- [Problem description]: Every record below is to be retyped exactly.

- [Raw records]:
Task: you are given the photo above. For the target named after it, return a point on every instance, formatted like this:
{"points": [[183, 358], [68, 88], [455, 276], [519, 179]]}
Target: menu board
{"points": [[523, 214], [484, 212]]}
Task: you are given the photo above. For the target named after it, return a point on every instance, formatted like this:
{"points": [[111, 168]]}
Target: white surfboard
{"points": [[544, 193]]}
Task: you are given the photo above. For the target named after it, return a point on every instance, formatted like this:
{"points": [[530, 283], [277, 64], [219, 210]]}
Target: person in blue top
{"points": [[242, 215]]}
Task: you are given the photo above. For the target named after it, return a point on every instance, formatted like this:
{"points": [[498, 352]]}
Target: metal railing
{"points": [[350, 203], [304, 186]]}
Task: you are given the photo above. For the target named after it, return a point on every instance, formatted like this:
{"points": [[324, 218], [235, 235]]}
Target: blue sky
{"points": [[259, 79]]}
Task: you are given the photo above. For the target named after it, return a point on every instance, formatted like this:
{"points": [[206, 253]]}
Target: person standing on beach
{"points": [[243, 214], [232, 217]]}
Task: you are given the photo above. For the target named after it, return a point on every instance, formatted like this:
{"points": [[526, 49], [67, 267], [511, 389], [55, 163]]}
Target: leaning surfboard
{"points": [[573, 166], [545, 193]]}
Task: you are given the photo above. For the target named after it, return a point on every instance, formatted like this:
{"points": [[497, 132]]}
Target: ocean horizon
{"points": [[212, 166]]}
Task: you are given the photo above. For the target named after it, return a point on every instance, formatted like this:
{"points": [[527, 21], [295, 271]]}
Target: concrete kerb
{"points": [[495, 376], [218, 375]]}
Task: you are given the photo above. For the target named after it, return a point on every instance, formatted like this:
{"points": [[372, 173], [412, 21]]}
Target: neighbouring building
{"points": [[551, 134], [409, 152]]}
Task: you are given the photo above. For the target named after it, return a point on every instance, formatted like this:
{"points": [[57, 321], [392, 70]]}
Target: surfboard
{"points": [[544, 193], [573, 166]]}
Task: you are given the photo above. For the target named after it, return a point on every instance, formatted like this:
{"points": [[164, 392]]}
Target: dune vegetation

- [Result of this task]:
Task: you are given the photo above. For the target named after it, return a point on every instance, formatted like this:
{"points": [[183, 358], [68, 88], [455, 276], [519, 179]]}
Target: menu board
{"points": [[523, 214], [484, 212]]}
Task: you are given the photo above. For the target named after it, return a point on every instance, formatted like this:
{"points": [[111, 168]]}
Target: white surfboard
{"points": [[544, 193]]}
Task: you are given the photo above. For the target named after it, return a point on every instance, formatted like this:
{"points": [[530, 283], [277, 64], [219, 210]]}
Target: person in blue top
{"points": [[242, 215]]}
Task: you are given the photo above. For the target named after it, return a point on every instance, formatted like this:
{"points": [[498, 352]]}
Target: metal railing
{"points": [[350, 203], [304, 186]]}
Task: you are given the photo above. For the target named after it, return a point on every instance, formatted like this:
{"points": [[324, 218], [235, 235]]}
Target: blue sky
{"points": [[259, 79]]}
Task: you are given the photo above. For the target named after it, return a point on every instance, formatted like this:
{"points": [[206, 253]]}
Target: person standing on beach
{"points": [[243, 214], [232, 217]]}
Task: you are given the photo above. For the target named after it, return a point on every instance, formatted like this:
{"points": [[526, 49], [67, 267], [511, 389], [55, 163]]}
Target: leaning surfboard
{"points": [[573, 166], [545, 193]]}
Task: you are given the photo above. For the target named after it, return a point on every instance, formatted like this:
{"points": [[497, 132]]}
Target: ocean horizon
{"points": [[212, 166]]}
Task: you are given the photo above. For the target named after it, return a point on every instance, formatted like this:
{"points": [[527, 21], [295, 271]]}
Target: concrete kerb
{"points": [[495, 376], [218, 375]]}
Task: you are given the photo above. For the target named after it, return a point on every instance, formatted like this:
{"points": [[372, 173], [412, 21]]}
Target: neighbouring building
{"points": [[551, 134], [409, 152]]}
Task: you are given the photo above. For the target named after it, return a point on every instance, formatted like this:
{"points": [[57, 321], [392, 70]]}
Target: surfboard
{"points": [[544, 193], [573, 166]]}
Task: you are given the photo above. For the target named after it, return a point on every instance, formatted like this:
{"points": [[164, 392]]}
Target: dune vegetation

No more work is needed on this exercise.